Print the data below verbatim, minus images.

━━━ Provided entries

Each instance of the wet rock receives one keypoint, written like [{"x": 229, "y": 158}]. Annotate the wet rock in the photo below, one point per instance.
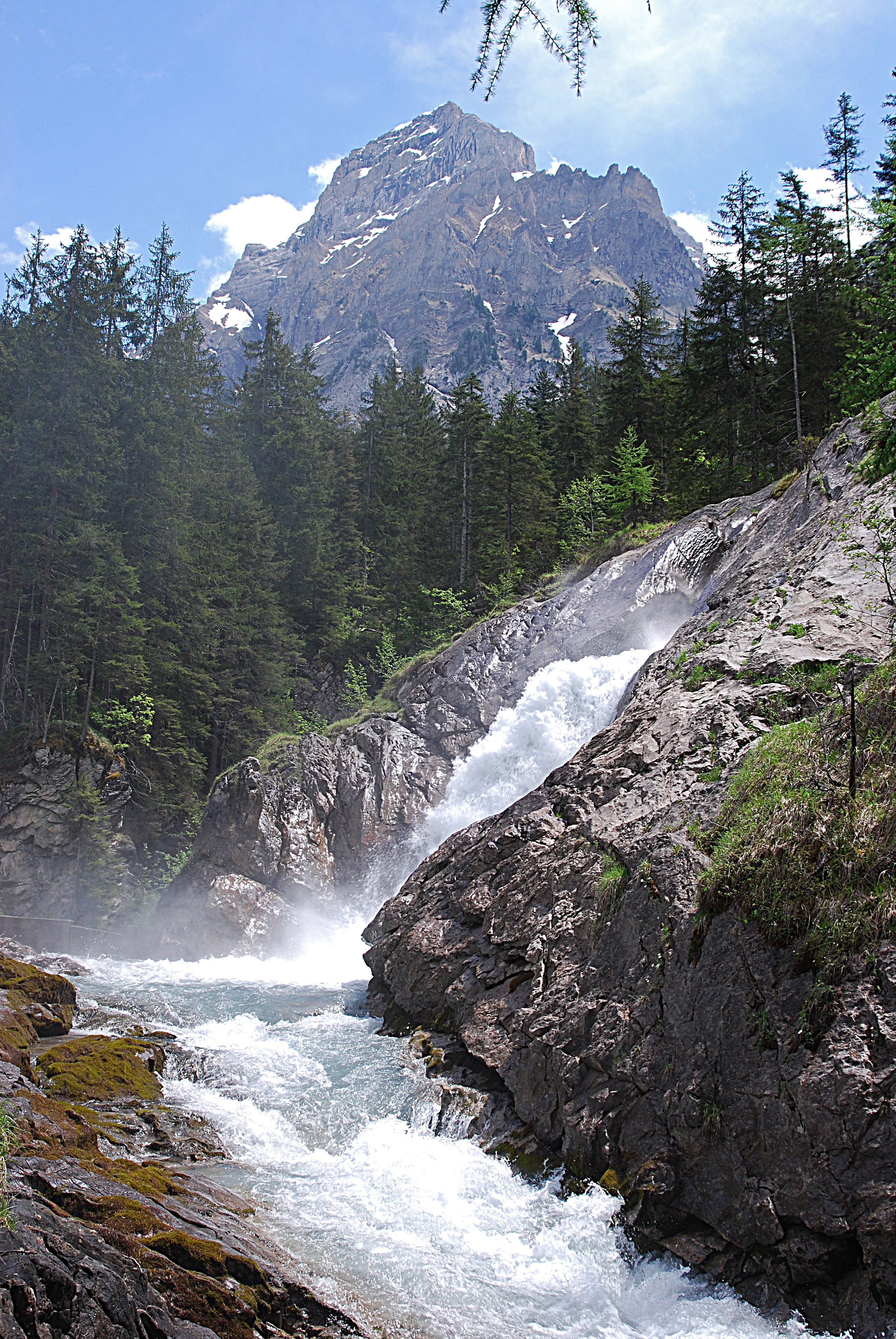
[
  {"x": 39, "y": 835},
  {"x": 559, "y": 944},
  {"x": 442, "y": 228},
  {"x": 274, "y": 841},
  {"x": 102, "y": 1070}
]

━━━━━━

Answer to the problem
Each instance of the wet rock receives one keypoint, written like [{"x": 229, "y": 158}]. Annotate the wet rock in the photo below, one point per instance.
[
  {"x": 39, "y": 835},
  {"x": 559, "y": 944},
  {"x": 442, "y": 228},
  {"x": 274, "y": 841},
  {"x": 102, "y": 1070}
]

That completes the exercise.